Trecho fornecido:
• • • • • • •

Após uma breve estadia em Milão, desta vez pouco produtiva, o artista partiu para Roma; estranhamente, o grande papa da Renascença, o florentino Leão X, também se mostrou indiferente ao gênio de Leonardo, e buscou noutros artistas a resposta para suas demandas.

Vida Ambulante

Já se disse que os humanistas e os artistas da renascença amavam a vida livre, sem amarras de cunho social ou político que os prendessem a um lugar único; as vicissitudes políticas, aliás, aquelas mudanças incessantes do centro do poder, contribuíam em muito para esse tipo de vida.

Muitas vezes os artistas migravam por força das circunstâncias: seus protetores e mecenas uma vez destronados pouco ou nada podiam fazer por eles; era comum, após uma guerra ou uma revolução, ver artistas ou grupos de artistas demandarem outras paragens, mais calmas e propícias ao seu trabalho; ou então, era simplesmente a perspectiva de uma recompensa e de um reconhecimento maior, à altura de seu talento, que impulsionava  essa mudança nos artistas.

Embora Florença somente o grande centro das artes cuja irradiação dominava não somente a Toscana e a Úmbria, mas chegava até à própria Veneza e, em certo sentido, até mais longe, influenciando o desenvolvimento artístico em Roma ao sul e Milão ao norte, e até mais além, a  cidade também estava impregnada por aquele espírito de agitação o e descontentamento republicano, de reivindicações e disputas mais diversas facções e das mais diversas tendências políticas.

Ainda que, com o paulatino enfraquecimento dos imperadores germânicos, tivesse desaparecido a famosa dualidade dos guelfos e gibelinos, sendo uns partidários da Itália, patriotas portanto, e outros partidários do poder imperial, o espírito de facção continuava reinando o por todos os lados.

De quando em quando poderosas famílias de aristocratas alcançavam o poder, tal como aconteceu os banqueiros Médicis em Florença ou os Sforza em Milão, apenas para serem derrubadas mais cedo ou mais tarde por algum rival mais astuto e disposto a tirar proveito de qualquer oportunidade a fim de tomar as rédeas do poder por sua vez.

Algumas vezes essas revoluções representavam verdadeiro desastre para a arte, como podemos verificar no momento da queda dos Médicis em Florença, ou do saque de Roma pelo exército do Condestável de Bourbon, em 1527.

Por outro lado, os próprios artistas muitas vezes se sentiam mal recompensados por seus mecenas, e acreditavam não receber um pagamento à sua altura; fatores diversos, que iam desde dificuldades corriqueiras de caixa até à rede de intrigas que envolvia toda corte, sem esquecer o temperamento variado e o grau de sensibilidade desigual dos mecenas, também causavam insatisfação e levavam os artistas a emigrar.

• • • • • • •

Exercícios propostos:
1 - Responda com base no texto sobre a vida ambulante dos artistas da Renascença:
(a) Para qual cidade o artista partiu após a breve estadia em Milão?
(b) Qual exército saqueou Roma em 1527?
(c) Quais famílias alcançaram o poder em Florença e em Milão, respectivamente?
2 - Reproduza, sem qualquer alteração, a parte do texto sobre a vida ambulante dos artistas da Renascença que se inicia pelas palavras que contêm "Algumas vezes essas" e se encerra com "artistas a emigrar.".

Extratos de dados:
• • • • • • •

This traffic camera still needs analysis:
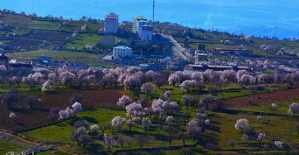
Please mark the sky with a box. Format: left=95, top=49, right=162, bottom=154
left=0, top=0, right=299, bottom=36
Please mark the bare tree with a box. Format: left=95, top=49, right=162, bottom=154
left=137, top=135, right=149, bottom=148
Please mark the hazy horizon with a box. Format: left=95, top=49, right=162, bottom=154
left=0, top=0, right=299, bottom=37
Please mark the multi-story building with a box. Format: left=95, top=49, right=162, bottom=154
left=112, top=46, right=132, bottom=60
left=104, top=13, right=119, bottom=33
left=101, top=36, right=117, bottom=48
left=138, top=25, right=153, bottom=41
left=132, top=16, right=147, bottom=33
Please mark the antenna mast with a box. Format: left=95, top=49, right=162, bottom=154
left=152, top=0, right=155, bottom=27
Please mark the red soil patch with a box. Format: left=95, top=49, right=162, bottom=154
left=0, top=89, right=123, bottom=130
left=224, top=88, right=299, bottom=108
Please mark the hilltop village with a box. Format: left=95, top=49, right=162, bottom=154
left=0, top=9, right=299, bottom=155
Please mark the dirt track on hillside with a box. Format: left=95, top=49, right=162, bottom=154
left=224, top=88, right=299, bottom=108
left=0, top=89, right=123, bottom=130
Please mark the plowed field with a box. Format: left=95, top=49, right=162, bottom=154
left=224, top=88, right=299, bottom=108
left=0, top=89, right=123, bottom=129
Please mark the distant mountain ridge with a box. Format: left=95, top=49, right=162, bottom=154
left=224, top=26, right=299, bottom=39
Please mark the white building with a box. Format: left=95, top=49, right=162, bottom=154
left=138, top=25, right=153, bottom=41
left=132, top=16, right=147, bottom=33
left=104, top=13, right=119, bottom=33
left=112, top=46, right=132, bottom=59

• • • • • • •

Respostas por tarefa:
1 -
(a) Roma.
(b) O exército do Condestável de Bourbon.
(c) Os Médicis, em Florença, e os Sforza, em Milão.

2 -
Algumas vezes essas revoluções representavam verdadeiro desastre para a arte, como podemos verificar no momento da queda dos Médicis em Florença, ou do saque de Roma pelo exército do Condestável de Bourbon, em 1527.

Por outro lado, os próprios artistas muitas vezes se sentiam mal recompensados por seus mecenas, e acreditavam não receber um pagamento à sua altura; fatores diversos, que iam desde dificuldades corriqueiras de caixa até à rede de intrigas que envolvia toda corte, sem esquecer o temperamento variado e o grau de sensibilidade desigual dos mecenas, também causavam insatisfação e levavam os artistas a emigrar.